=== DATA FOR THIS EXERCISE ===

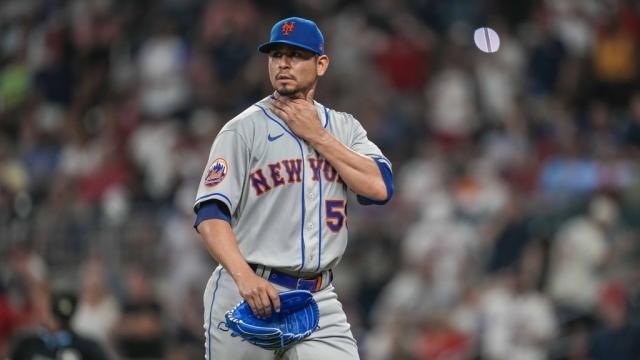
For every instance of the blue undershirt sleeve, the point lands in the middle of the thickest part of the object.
(387, 176)
(213, 209)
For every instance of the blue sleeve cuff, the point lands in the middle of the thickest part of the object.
(213, 209)
(387, 176)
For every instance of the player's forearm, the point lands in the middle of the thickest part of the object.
(359, 172)
(223, 247)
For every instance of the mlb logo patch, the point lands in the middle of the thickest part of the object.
(216, 173)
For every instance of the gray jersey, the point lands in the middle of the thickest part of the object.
(288, 204)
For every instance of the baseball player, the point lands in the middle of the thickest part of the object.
(272, 204)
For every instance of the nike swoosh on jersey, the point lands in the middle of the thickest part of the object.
(274, 138)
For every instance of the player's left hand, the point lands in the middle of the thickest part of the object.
(300, 115)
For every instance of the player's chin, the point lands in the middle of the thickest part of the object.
(286, 90)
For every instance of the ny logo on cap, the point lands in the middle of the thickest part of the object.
(288, 27)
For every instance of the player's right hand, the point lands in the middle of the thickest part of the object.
(260, 295)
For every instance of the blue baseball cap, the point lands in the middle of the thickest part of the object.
(297, 32)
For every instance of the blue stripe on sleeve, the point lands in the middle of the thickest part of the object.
(213, 209)
(387, 176)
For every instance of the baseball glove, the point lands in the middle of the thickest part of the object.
(297, 319)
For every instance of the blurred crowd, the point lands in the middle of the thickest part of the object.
(514, 231)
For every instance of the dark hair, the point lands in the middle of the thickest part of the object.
(63, 306)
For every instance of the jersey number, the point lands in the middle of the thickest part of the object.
(336, 214)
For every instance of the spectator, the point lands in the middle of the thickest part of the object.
(139, 333)
(617, 337)
(57, 340)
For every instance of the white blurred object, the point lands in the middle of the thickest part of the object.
(486, 39)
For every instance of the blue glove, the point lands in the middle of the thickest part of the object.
(297, 319)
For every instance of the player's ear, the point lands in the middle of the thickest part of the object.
(322, 64)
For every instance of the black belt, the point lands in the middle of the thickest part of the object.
(311, 284)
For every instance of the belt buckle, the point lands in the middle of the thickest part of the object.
(312, 285)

===

TASK DIRECTIONS:
Once the pictures are set aside, give the rest of the listing again exactly.

OUTPUT FOR THIS EXERCISE:
For every instance of the blue undershirt sleeve, the point lands in the middle of the thickest part of the object.
(387, 176)
(213, 209)
For every instance of the blue sleeve cuff, the point lands in the middle of the thickest part of the object.
(213, 209)
(387, 176)
For every instance of the player's forearm, the point lands in the middle of the thickest part of the object.
(359, 172)
(223, 247)
For every instance of the mlb logo patch, the point lands in the middle of the thickest part of the object.
(216, 173)
For every instance of the gray jersey, the point lands in the middle of the thickest part of the object.
(288, 204)
For every instance of the baseball player, the point lands in the middle of the thickest part of the object.
(272, 204)
For every instance of the nike swoosh on jersey, the point lands in the middle of the thickest part of the object.
(274, 138)
For every instance of the player's left hand, the point lands in the middle of the thickest part of the object.
(300, 115)
For every instance of the player's chin, the point lands in the middle of the thickest part of the object.
(286, 90)
For every instance of the ny logo on cap, the point lands in the middle of the thickest part of the object.
(288, 27)
For every instance of the player's right hand, the point lands in the middle of the thickest part of the object.
(260, 295)
For every instance of the blue baseball cap, the point lands in the middle of the thickest part of the object.
(297, 32)
For every instance of the blue stripe on sleeve, the point lands in the middle of the thickest part of the object.
(213, 209)
(387, 176)
For every instance of the baseball glove, the point lands in the middle of the thickest part of the object.
(297, 319)
For every instance of the blurred crowd, the point lands in the middle of the thickest part of the object.
(514, 231)
For every instance of the dark hair, the point lands in the middle of the thickest part of the object.
(63, 306)
For every instance of the jersey number, the point lands in the middle of the thickest part of the object.
(336, 214)
For every instance of the spectator, the point lands in the middle of the thickest part of the object.
(139, 333)
(617, 337)
(57, 340)
For every instance of the white blurred object, the point lands in the middle of the thickest part of the object.
(486, 39)
For every instance of the blue glove, the point lands in the middle of the thickest part of the object.
(297, 319)
For every instance of the player's ear, the point lands in the middle of the thickest part of the object.
(322, 64)
For every instance of the black belt, the point lands in the middle of the thickest part of the object.
(311, 284)
For every instance of the belt buckle, the point lands in the middle of the thickest part of the object.
(312, 285)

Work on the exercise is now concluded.